**TRY IT:** In the records below, begin at the line containing "Query: utility pole" and end at the line containing "The component shall point out each instance of the grass"; quote every line in that span exactly, including both boundary lines, and no others.

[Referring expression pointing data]
▬▬▬

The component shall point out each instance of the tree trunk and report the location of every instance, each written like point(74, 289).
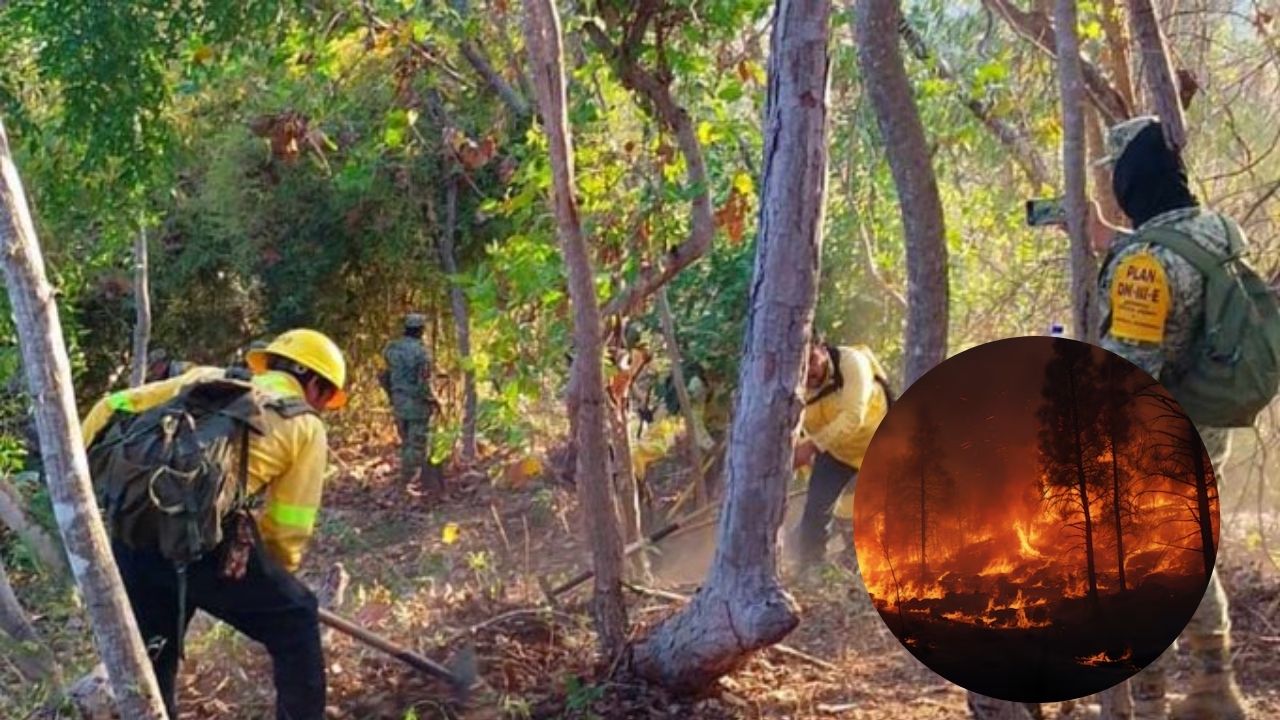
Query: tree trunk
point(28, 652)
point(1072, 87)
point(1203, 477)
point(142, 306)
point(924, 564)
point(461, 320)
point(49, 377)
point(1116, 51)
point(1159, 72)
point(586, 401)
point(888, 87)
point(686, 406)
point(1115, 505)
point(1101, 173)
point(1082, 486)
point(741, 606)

▬▬▬

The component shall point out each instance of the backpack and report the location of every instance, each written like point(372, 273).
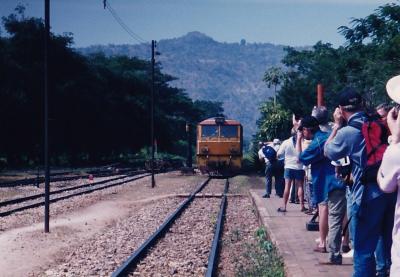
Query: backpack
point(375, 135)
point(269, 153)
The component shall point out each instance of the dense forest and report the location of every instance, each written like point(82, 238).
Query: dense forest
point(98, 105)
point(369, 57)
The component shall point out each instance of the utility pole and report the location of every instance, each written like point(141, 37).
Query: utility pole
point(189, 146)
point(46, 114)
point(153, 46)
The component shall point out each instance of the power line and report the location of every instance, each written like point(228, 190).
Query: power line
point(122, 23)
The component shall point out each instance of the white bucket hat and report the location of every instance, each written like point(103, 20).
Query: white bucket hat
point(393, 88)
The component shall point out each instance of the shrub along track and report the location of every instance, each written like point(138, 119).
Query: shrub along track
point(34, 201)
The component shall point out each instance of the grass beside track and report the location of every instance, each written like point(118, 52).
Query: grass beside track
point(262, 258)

▬▬▬

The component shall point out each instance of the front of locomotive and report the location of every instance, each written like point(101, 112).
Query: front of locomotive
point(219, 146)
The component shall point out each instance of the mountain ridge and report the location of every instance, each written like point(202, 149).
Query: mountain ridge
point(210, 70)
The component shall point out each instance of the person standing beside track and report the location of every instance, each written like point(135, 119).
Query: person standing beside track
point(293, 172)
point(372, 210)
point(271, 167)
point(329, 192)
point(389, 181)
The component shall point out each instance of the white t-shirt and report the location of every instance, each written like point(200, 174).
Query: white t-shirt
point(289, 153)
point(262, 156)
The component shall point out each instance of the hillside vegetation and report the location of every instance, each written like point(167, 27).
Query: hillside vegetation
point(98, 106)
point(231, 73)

▬▬▬

**SOLUTION BELOW:**
Query: utility pole
point(189, 146)
point(46, 114)
point(153, 46)
The component shall point out each instance of the power line and report the location of every instance, each written like point(228, 190).
Query: power line
point(122, 23)
The component shall point out each instance of the white bucket hat and report the location of every instance, each written like point(103, 20).
Query: white bucket hat
point(393, 88)
The component shall point out each instance of the shrub along track and report the location of every instance, each written like point(138, 119).
Query: shrub along track
point(34, 201)
The component shall point out each instance of the grass beside track and report the location of every instance, each written like point(118, 52).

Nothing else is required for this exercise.